* Required work: Pull out the lines of the material from the line containing "of the child" to the line containing "point(181, 545)", including both, and reproduce them unchanged.

--- Start ---

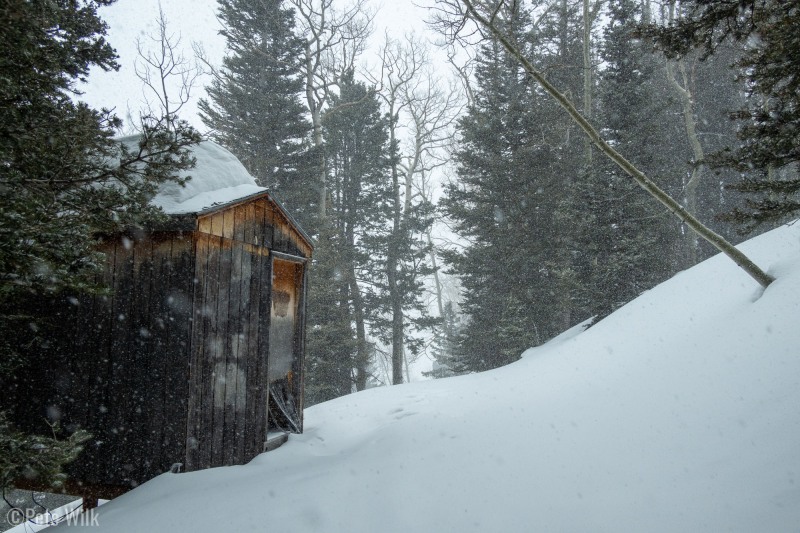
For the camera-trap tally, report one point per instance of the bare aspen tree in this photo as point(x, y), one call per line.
point(454, 17)
point(683, 88)
point(162, 68)
point(334, 40)
point(422, 112)
point(590, 13)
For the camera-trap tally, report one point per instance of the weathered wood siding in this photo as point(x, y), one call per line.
point(139, 422)
point(227, 419)
point(173, 365)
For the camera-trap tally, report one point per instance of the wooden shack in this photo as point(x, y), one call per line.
point(196, 353)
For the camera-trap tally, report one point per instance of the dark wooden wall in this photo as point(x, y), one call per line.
point(228, 386)
point(172, 365)
point(118, 364)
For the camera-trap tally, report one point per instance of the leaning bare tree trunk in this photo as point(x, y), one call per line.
point(716, 240)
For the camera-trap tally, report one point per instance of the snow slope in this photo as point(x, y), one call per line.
point(679, 412)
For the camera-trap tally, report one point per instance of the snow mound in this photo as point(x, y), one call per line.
point(679, 412)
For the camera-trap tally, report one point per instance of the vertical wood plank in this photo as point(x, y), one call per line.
point(233, 372)
point(222, 349)
point(195, 409)
point(264, 304)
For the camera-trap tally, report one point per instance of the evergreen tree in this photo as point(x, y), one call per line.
point(254, 106)
point(622, 241)
point(357, 158)
point(516, 167)
point(771, 67)
point(63, 181)
point(331, 341)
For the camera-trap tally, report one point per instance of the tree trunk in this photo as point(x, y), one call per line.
point(695, 225)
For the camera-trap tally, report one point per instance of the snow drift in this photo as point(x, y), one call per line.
point(679, 412)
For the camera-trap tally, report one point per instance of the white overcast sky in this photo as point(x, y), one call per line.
point(196, 21)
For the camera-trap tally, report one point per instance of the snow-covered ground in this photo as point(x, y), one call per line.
point(680, 412)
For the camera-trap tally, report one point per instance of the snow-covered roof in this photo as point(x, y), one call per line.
point(218, 178)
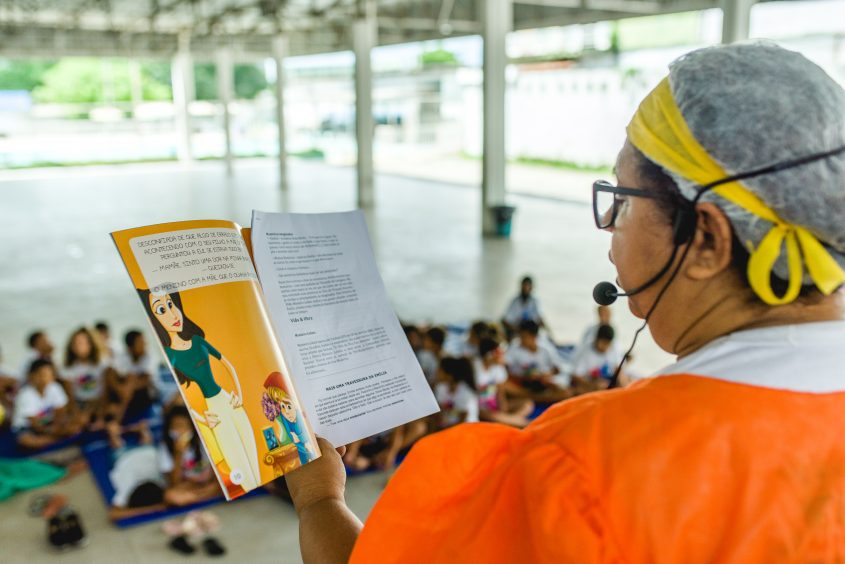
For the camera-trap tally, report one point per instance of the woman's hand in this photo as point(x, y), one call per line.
point(180, 444)
point(319, 480)
point(235, 400)
point(211, 419)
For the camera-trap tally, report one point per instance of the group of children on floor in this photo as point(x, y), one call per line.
point(94, 387)
point(496, 372)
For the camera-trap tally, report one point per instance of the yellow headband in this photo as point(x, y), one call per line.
point(660, 132)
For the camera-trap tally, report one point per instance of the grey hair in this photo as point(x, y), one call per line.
point(755, 104)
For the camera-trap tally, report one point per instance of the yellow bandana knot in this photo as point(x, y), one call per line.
point(660, 132)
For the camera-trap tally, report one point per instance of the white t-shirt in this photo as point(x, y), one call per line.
point(125, 364)
point(86, 379)
point(30, 357)
point(591, 363)
point(454, 403)
point(523, 362)
point(29, 403)
point(487, 381)
point(133, 467)
point(805, 357)
point(519, 310)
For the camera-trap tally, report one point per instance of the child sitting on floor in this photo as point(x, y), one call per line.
point(431, 353)
point(41, 416)
point(137, 481)
point(594, 365)
point(456, 393)
point(129, 387)
point(490, 379)
point(188, 473)
point(84, 369)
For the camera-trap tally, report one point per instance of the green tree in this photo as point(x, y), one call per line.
point(22, 74)
point(89, 80)
point(438, 57)
point(249, 81)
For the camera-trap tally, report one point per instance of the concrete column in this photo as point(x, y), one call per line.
point(497, 21)
point(280, 49)
point(136, 87)
point(736, 20)
point(364, 36)
point(225, 93)
point(182, 82)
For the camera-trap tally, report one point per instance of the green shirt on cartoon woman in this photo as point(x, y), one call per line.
point(190, 355)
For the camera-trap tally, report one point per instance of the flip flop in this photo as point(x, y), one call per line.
point(212, 547)
point(181, 545)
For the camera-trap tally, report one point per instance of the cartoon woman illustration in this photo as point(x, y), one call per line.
point(190, 355)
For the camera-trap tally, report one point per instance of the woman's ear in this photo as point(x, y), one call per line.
point(712, 242)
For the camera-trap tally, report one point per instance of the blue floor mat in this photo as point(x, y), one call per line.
point(98, 455)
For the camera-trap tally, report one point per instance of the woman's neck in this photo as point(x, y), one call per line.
point(178, 343)
point(738, 313)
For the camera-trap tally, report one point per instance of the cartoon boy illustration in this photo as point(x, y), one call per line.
point(289, 417)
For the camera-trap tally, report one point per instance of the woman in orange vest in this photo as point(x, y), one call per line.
point(728, 232)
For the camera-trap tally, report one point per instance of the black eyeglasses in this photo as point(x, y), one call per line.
point(606, 201)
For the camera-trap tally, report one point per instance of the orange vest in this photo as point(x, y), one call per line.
point(672, 469)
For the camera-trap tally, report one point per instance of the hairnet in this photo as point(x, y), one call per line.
point(755, 104)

--- End ---

* Reply to the exercise:
For the camera-trap tally, report one point per instance of the child sitting on floor in this photo as point(x, y), one call per line.
point(431, 353)
point(41, 416)
point(137, 481)
point(594, 365)
point(456, 393)
point(129, 387)
point(490, 379)
point(188, 473)
point(84, 369)
For the camera-trap tally, report one point per instance of the green tree in this photo as point(x, y), one call per line.
point(22, 74)
point(89, 80)
point(438, 57)
point(249, 81)
For the camera-trap tally, report one point per instance of the concrete column in this photo as point(x, y), one call per line.
point(497, 21)
point(280, 49)
point(136, 87)
point(736, 20)
point(364, 36)
point(225, 93)
point(182, 82)
For the camera-trap tally, report one point per instance of the green shirt on cartoon woman in this photo as point(x, y), one call per line.
point(190, 355)
For the camera-trap tally, report one point per instance of the flip flop in this photo as point(x, y), one call per line.
point(212, 547)
point(181, 545)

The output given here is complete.